This guide covers TOP-5 best drywall sanders, the main types of these devices as well as their most important features. You will learn where you should better use manual sanders and where the power ones are recommended. Find out what benefits these devices deliver and what product properties need to be considered by a customer. The guide will tell you why variable speeds and telescopic pole heads are that important. A chart featuring the most popular products will allow you to compare the most important indicators.
Drywall sanders make smoothing patches and drywall joints easier. They are preferred to hand sanding due to their ease of use, overall performance, and productivity. They are practical tools regardless if you are a DIY’er or contractor professional. Drywall sanders may be simple handheld manual models or electric-powered. They may include telescopic pole extensions, built-in vacuums, vac hoses or other attachments and features that make the work easier and more professional-looking with less clean up.
Drywall sanding dust cannot be avoided even when dustless drywall sanders are used. Using the appropriate type of sander helps minimize the escape of the fine drywall dust that coats everything in the area as well as creates possible inhalation issues. It is important to purchase the type (manual or electric), power and speed, and features that best-suit your anticipated DIY or professional need(s).
What You Will Learn From This Guide:
- How do drywall sanders work?
- What are the types?
- What to look for when buying?
- TOP-5 best drywall sanders
How Do Drywall Sanders Work?
To gain a smooth surface, drywall sanding should only be done on the dry top layer of applied mud. Regardless if you use a lower-powered or dustless sander, there will be floating dust that must be contained as much as possible. Small areas and corners can be sanded using a wet sponge to alleviate dust cleanup. Vacuuming dust as you sand the larger areas also helps reduce the amount of dust that settles into cracks and crevices.
Fill ridges or dents with joint compound before sanding. Fine-grit sandpapers do not speed up the smoothing process. On the other hand, coarse grit sandpaper may leave marks or gouge the surface. Depending on the type of sander you use (manual or electric), 120- to 300-grit sandpapers are recommended for achieving the best results.
Hold a bright light parallel to the wall to check for depressions, marks, or uneven areas after sanding. Circle deficiencies and smooth sand them using a manual sander. Missed pits and deeper dings should be touched-up with joint compound before re-sanding. Before you prime or paint the walls or ceiling, wipe them to remove residual sanding dust.
The obvious advantage of using a drywall sander is the smooth result you can achieve faster and with less effort than hand sanding. For contractors and professionals, more powerful, high-speed electric drywall sanders with features and attachments allow even sanding in large and small areas, which increases production and profitability.
Many models are “dustless” and have built-in dust vacuums or some means of connecting to a shop vac to suck the dust from the operation before it is released into the air.
Variable speeds allow greater control. Pivoting and telescopic pole heads enable better access to remote and harder to reach areas. Technologies are aiding the ability of drywall sanders to collect dust generated by and during the sanding process. Wet/dry and HEPA wet/dry vacuum technology operate using integrated air-powered orbital sanding turbines that suck dust inside the sanding unit.
What Are The Types of Drywall Sanders?
A simple, manually-operated drywall sander is a good, all-purpose complementary tool to a power drywall sander. They are good for making small repairs and small area finishing. They are not recommended for large areas or big jobs because they require more time and effort to attain a smooth surface. The task can quickly become tedious when used to sand large areas. Smoothing seams or patches before painting or doing a single, one-time drywall project may warrant purchasing a less expensive manual sander.
______________________________
:: PROBLEMS TO SOLVE ::
[1] Condense the paragraph of the drywall sander guide that begins "Fill ridges or dents" into a short bulleted list, keeping its main facts.
[2] Carry on the drywall sander guide from its last sentence, keeping the same style.
The records that come next are from a separate source and are not related to the drywall sander guide.

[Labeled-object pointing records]
______________________________
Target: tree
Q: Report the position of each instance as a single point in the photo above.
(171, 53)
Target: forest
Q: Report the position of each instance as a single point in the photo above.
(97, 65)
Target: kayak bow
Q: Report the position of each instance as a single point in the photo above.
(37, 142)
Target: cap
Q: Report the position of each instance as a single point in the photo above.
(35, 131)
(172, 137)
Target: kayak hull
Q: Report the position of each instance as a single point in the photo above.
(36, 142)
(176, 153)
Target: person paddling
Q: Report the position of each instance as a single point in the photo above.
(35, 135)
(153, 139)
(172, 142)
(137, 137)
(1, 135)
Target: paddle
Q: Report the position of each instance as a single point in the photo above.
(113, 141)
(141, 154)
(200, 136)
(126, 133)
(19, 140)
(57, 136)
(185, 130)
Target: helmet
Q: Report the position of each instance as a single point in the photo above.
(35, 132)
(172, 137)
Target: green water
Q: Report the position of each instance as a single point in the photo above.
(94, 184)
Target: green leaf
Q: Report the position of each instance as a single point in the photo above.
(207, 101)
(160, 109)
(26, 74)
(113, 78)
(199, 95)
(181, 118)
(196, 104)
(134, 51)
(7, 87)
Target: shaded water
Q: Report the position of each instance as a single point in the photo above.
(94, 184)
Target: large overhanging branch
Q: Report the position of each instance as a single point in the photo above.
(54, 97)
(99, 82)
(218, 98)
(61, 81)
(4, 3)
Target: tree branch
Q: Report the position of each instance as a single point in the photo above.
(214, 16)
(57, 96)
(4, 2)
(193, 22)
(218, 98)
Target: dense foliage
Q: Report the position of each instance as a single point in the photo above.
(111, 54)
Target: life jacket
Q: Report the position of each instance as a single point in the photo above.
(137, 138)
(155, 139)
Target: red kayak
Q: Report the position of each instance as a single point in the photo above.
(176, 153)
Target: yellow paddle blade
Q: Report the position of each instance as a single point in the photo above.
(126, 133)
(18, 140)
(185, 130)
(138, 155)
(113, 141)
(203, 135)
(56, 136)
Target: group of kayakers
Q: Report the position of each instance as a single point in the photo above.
______________________________
:: SOLVED TASKS ::
[1]
- Fill ridges or dents with joint compound before sanding.
- Fine-grit sandpapers do not make smoothing faster.
- Coarse-grit sandpaper may leave marks or gouge the surface.
- For best results, use 120- to 300-grit sandpaper, depending on whether the sander is manual or electric.

[2]
Pole attachments make reaching ceilings and high areas easier. Sanding sponges are also available for sanding corners. A “dustless sander” (a manual sander that connects to a shop vac) is a good choice to minimize drywall dust that readily coats everything within range of your sanding project.
Power drywall sanders are handheld sanders with large, round, rotating sanding discs. The sanding disc may turn at speeds from 350 rpm to 3000 rpm or more. Overall, they are faster, easier to use, and more efficient, particularly for larger jobs. Dustless models have built-in/integrated vacuums or hoses that suck up most of the excessive dust generated during sanding.
Power drywall sanders with pole-mounted options allow a greater reach. This is particularly beneficial when sanding ceilings or high walls. Pole extensions allow a safe distance between you and the actual sanding operation, which reduces the amount of drywall dust you might potentially inhale. The downside of using the pole attachment is the extra weight it adds and the increased strength required to effectively control and operate it overhead.
What To Look For When Buying A Product?
Certain criteria determine if a manual or electric sander would be your best choice. Will you need specific attachments to make your sanding easier and more efficient?
Before buying a drywall sander:
- determine the overall size of your project,
- if you are buying it for home or professional use,
- if you will be using it for one project or multiple times, and
- if you will be sanding high walls or ceilings.
Manual, handheld drywall sanders are lightweight and easily operable. Electric-powered models are heavier due to their motor and attachments that may be designed for professional operations. Power sanders can weigh from 9 to 20 lbs. Aluminum sanders are lighter weight.
The heavier the device is, the more control it requires to achieve the best results. The drywall sander’s weight also impacts how long you can comfortably use it. Although heavy sanders more readily glide over the surface, they require more endurance to effectively operate them overhead for high walls or ceilings and/or for long periods of time.
Pole sanders are lighter but require much more physical pressure against the drywall surface in order to sand the joint compound. Stilts or drywall lifts may be the solution when heavier professional drywall sanders are needed to finish massive ceilings, vaulted ceilings/walls, etc.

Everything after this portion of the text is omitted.